◆ **THE RECORDS**:

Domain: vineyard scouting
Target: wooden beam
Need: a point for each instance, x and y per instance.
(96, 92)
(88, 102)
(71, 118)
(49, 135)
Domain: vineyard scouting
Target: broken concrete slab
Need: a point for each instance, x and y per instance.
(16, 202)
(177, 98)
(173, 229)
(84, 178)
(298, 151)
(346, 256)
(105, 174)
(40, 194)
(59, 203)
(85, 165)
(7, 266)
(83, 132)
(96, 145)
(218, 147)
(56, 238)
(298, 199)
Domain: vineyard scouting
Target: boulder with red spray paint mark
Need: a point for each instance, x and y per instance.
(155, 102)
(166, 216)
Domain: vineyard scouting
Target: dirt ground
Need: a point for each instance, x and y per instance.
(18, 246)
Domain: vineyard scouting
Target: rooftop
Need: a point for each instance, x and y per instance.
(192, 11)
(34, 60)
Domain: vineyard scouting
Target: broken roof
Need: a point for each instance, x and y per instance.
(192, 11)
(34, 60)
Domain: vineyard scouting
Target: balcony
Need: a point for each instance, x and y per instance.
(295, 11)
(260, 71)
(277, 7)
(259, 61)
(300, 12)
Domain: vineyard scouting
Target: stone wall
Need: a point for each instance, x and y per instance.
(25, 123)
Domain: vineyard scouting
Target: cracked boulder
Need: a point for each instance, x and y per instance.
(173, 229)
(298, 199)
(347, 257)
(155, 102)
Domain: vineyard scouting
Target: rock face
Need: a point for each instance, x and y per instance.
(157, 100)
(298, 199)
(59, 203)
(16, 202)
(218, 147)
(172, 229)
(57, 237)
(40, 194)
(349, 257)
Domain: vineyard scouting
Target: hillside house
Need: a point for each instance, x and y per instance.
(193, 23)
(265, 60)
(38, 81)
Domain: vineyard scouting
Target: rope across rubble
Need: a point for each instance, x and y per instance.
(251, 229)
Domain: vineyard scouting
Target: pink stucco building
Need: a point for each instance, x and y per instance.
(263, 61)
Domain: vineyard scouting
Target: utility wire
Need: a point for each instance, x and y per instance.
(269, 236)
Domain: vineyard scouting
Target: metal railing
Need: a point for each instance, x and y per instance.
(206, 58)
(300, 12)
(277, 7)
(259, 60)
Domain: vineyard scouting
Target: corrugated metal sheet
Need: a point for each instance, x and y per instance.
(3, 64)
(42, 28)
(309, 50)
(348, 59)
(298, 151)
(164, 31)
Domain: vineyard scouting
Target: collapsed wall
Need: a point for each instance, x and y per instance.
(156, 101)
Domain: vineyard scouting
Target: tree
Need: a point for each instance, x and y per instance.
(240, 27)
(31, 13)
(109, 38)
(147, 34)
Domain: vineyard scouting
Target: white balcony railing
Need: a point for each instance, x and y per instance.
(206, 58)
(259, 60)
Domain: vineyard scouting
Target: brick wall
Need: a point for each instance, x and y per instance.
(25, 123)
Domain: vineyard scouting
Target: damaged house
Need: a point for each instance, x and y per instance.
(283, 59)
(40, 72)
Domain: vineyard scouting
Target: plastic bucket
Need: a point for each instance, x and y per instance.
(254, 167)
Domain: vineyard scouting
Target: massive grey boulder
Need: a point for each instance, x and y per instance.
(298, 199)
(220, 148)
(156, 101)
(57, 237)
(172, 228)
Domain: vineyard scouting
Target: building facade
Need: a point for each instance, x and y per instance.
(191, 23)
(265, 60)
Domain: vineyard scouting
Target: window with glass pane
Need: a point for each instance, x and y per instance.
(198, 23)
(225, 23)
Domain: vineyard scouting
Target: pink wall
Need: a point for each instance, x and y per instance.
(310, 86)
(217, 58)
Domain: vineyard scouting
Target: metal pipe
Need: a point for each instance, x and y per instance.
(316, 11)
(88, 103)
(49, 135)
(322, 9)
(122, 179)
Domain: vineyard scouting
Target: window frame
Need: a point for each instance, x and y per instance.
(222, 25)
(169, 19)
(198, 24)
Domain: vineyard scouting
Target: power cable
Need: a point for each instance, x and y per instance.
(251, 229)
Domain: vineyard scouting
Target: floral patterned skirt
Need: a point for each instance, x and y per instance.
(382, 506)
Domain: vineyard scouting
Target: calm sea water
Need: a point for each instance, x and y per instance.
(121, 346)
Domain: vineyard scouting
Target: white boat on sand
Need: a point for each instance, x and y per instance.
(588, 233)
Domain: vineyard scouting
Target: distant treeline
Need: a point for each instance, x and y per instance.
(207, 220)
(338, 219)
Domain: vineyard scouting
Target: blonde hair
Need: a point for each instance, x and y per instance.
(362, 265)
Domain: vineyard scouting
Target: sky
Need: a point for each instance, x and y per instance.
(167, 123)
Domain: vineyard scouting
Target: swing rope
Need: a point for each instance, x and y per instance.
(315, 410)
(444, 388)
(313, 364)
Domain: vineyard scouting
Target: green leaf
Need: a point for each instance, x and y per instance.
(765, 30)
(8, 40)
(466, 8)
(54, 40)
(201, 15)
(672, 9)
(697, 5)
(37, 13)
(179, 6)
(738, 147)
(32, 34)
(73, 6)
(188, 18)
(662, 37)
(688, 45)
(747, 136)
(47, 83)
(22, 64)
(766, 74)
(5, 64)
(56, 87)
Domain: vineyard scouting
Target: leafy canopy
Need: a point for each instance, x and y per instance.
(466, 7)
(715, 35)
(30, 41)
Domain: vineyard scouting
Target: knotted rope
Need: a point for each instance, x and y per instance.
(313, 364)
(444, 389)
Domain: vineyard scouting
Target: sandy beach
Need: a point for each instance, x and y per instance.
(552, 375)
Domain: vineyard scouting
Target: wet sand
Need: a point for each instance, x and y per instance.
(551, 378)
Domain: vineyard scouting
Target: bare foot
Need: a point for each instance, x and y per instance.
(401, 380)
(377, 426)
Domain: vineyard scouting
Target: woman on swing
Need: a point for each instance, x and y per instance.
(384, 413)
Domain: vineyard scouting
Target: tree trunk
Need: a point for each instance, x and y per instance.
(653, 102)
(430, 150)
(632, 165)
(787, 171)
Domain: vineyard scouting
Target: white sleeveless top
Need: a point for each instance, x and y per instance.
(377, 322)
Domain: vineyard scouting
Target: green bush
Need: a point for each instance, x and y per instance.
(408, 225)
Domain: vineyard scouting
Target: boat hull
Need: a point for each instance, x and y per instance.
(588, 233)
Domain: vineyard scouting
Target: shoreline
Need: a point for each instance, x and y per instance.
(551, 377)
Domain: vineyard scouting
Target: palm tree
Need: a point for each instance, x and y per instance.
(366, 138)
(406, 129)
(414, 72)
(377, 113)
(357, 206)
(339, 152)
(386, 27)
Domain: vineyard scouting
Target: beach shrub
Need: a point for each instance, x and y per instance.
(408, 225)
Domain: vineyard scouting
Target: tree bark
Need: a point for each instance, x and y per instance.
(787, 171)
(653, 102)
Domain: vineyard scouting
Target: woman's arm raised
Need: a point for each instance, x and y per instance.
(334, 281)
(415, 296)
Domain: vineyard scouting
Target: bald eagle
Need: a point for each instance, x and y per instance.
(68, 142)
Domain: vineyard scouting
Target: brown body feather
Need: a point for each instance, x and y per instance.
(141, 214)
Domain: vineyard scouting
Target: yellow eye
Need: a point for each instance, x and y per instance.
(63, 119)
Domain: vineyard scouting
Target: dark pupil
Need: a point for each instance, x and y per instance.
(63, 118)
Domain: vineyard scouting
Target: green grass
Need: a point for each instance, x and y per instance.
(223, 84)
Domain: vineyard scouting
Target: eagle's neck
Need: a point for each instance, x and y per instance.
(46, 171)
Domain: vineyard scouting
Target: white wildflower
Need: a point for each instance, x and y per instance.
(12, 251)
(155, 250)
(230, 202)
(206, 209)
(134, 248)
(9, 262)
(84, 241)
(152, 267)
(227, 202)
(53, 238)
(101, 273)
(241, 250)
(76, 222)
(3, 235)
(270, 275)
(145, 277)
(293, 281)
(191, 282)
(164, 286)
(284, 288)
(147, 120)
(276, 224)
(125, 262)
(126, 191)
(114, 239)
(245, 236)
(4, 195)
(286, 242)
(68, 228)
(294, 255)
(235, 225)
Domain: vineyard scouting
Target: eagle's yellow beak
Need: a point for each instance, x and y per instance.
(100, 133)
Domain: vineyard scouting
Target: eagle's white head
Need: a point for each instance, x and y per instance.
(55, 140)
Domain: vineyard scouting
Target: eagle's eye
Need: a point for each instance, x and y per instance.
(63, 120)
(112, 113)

◆ **YOUR INSTRUCTIONS**: Count the lines in the rows above that contain the string "white", treating case as significant. Give only the number.

◆ **PROBLEM SOLUTION**: 5